### PROVIDED ENTRIES
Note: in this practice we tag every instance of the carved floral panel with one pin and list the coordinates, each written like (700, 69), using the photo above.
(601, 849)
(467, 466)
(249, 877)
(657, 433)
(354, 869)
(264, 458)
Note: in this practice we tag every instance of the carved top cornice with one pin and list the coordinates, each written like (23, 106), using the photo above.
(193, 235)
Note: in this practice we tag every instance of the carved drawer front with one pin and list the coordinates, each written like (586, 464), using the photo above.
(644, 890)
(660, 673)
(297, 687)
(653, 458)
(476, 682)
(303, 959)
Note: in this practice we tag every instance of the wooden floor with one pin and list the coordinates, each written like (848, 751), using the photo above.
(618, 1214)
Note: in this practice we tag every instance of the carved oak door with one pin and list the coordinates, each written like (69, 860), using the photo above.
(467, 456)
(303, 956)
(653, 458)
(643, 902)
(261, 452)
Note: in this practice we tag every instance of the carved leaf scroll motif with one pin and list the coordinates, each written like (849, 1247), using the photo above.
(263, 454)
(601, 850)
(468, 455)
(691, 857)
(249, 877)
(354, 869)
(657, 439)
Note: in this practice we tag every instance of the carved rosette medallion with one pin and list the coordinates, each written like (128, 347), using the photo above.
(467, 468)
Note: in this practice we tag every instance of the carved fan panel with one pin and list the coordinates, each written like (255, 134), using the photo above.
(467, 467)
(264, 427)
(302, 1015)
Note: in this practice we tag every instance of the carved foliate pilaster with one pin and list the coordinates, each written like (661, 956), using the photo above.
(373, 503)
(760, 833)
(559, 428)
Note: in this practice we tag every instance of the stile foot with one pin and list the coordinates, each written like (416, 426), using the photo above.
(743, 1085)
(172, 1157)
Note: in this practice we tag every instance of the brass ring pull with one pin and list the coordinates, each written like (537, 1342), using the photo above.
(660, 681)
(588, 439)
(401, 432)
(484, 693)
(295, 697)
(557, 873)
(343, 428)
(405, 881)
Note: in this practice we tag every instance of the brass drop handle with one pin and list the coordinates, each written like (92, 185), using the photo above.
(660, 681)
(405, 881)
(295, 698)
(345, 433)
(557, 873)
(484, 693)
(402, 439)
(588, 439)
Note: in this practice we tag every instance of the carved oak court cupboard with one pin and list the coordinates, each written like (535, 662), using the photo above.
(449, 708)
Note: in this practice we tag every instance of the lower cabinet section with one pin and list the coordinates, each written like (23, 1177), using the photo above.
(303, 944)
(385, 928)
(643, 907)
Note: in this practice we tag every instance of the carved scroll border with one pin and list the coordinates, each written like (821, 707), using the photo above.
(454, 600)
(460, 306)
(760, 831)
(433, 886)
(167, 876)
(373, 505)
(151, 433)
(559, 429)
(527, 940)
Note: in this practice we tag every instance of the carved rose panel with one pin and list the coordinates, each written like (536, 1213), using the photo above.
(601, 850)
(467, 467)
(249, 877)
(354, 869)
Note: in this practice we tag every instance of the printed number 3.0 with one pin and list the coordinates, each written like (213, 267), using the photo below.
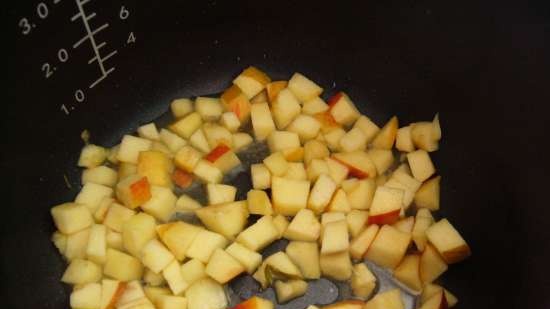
(25, 26)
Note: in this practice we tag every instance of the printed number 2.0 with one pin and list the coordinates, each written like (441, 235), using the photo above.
(47, 69)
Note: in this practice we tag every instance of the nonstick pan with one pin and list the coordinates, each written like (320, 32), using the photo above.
(483, 66)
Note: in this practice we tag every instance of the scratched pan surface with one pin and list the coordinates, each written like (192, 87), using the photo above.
(484, 67)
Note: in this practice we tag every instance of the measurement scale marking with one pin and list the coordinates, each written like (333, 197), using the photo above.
(90, 36)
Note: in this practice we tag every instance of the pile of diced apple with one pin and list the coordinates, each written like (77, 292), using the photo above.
(332, 186)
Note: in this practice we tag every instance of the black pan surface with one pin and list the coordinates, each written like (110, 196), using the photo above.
(483, 66)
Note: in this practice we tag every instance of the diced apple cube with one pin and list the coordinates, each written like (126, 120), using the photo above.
(172, 141)
(296, 171)
(287, 290)
(111, 291)
(237, 102)
(186, 126)
(363, 281)
(130, 147)
(303, 88)
(388, 247)
(386, 136)
(282, 140)
(92, 194)
(408, 272)
(353, 140)
(382, 159)
(367, 126)
(153, 279)
(432, 265)
(230, 121)
(335, 237)
(223, 267)
(276, 163)
(357, 220)
(96, 251)
(305, 126)
(77, 244)
(207, 172)
(316, 168)
(198, 140)
(133, 191)
(193, 270)
(122, 266)
(210, 109)
(305, 255)
(304, 227)
(148, 131)
(274, 88)
(248, 258)
(285, 108)
(156, 166)
(178, 237)
(403, 141)
(259, 203)
(281, 223)
(206, 293)
(92, 156)
(386, 205)
(314, 149)
(314, 106)
(359, 163)
(343, 110)
(336, 266)
(448, 242)
(259, 235)
(81, 271)
(71, 217)
(289, 196)
(204, 244)
(321, 193)
(262, 122)
(156, 256)
(339, 202)
(227, 219)
(241, 140)
(162, 203)
(101, 175)
(425, 135)
(174, 278)
(181, 107)
(87, 296)
(251, 81)
(427, 195)
(360, 195)
(116, 216)
(137, 232)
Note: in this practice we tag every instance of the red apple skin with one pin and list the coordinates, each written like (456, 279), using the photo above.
(217, 152)
(353, 171)
(334, 99)
(182, 178)
(387, 218)
(141, 190)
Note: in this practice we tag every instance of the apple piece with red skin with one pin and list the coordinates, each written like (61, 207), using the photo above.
(346, 304)
(234, 100)
(386, 205)
(255, 302)
(358, 162)
(182, 178)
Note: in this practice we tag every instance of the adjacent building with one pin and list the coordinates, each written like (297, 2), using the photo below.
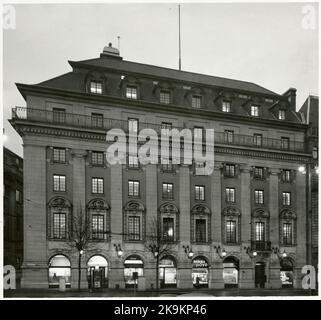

### THE PROBLEM
Identify every line of the items above that contains the word "surface", with case counting, and copy each such line.

### THE OUTPUT
Note: in this practice we tag every instance of the scratched pan surface with one pin and list the coordinates, each written like (192, 87), using the photo above.
Note: in this practice we tag every instance of the black pan surface with one pin and list the coordinates, each written like (110, 196), using the photo above.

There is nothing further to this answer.